* Dokumen *
DENGAN modal 20 juta, tontonan musik Petualangan Pinokio (buku
asli ditulis oleh Carlo Collodi) dimainkan di Balai Sidang
Senayan, Jakarta, 4 dan 11 Maret, oleh Grup Sangrila.
Pertunjukan yang semuanya empat kali main ini, diselenggarakan
oleh Universitas Kristen Jakarta (Ukrida) dengan maksud mencari
dana untuk mendirikan kampus mereka. "Kita harapkan dari karcis
akan masuk semuanya Rp 40 juta," tutur Ds. C. Suleeman, ketua
Badan Pekerja Ukrida.
Hari pertama, 4 Maret, tontonan dimulai pukul 10 pagi. Harga
karcis di loket Rp 1500, Rp 3000 dan Rp 5000. Semuanya amblas.
Anak-anak yang diantar orangtua mereka terpaksa gentayangan
melirik ke tukang-tukang catut yang merubah harga menjadi Rp
3000, Rp 5000 dan Rp 7500. Tak sempat dikabarkan apakah para
tukang catut itu mampu mempertahankan harga menjelang saat-saat
pertunjukan. Yang jelas hari itu panitia dengan sendirinya sudah
mengantongi 10 juta laba. He-he-he.
Pertunjukannya sendiri, yang didalangi Nyonya Maria Tanzil yang
dulu mendalangi operet Cinderella, kurang apik. Sandiwara lima
babak yang makan 3 jam itu membuat banyak anak kecil menguap dan
letih. Mereka mulai bosan melihat para pemain yang sudah
berlatih 4 bulan, ternyata masih buruk. Teknik play back tidak
sinkron dengan gerak-gerik. Sering Pinokio yang dimainkan oleh
Liza Tanzil sudah megap-megap, eh musik terlambat masuk. Belum
lagi selonongan suara walky talky panitia penyelenggara, yang
ayaknya mau latihan perang, bukan menyuguhkan hiburan.
Milik Dunia
Kisah Pinokio, mungkin anda tahu, bercerita tentang boneka kayu
milik Gapetto -- yang oleh 'Peri Biru' dirobah bisa bergerak dan
hidup. Lalu setelah melakukan berbagai perbuatan nakal, akhirnya
insaf dan berbakti kepada "orangtua"nya -- dan 'Peri Biru' pun
merobahnya menjadi anak manusia benar-benar.

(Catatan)
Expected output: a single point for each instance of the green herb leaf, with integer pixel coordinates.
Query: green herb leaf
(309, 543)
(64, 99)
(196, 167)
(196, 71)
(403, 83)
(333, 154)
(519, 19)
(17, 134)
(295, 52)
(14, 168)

* Yang Perlu Dikerjakan *
1. Terjemahkan kalimat "Hari pertama, 4 Maret, tontonan dimulai pukul 10 pagi." dari artikel tentang pertunjukan Pinokio ke dalam bahasa Inggris.
2. Tulis kembali semua baris catatan dengan mengganti "green herb leaf" menjadi "mint leaf", dan biarkan bagian lainnya tetap sama.
Catatan tersebut sama sekali tidak berkaitan dengan artikel.

* Jawaban Tiap Tugas *
1. On the first day, March 4, the show began at 10 a.m.

2.
Expected output: a single point for each instance of the mint leaf, with integer pixel coordinates.
Query: mint leaf
(309, 543)
(64, 99)
(196, 167)
(196, 71)
(403, 83)
(333, 154)
(519, 19)
(17, 134)
(295, 52)
(14, 168)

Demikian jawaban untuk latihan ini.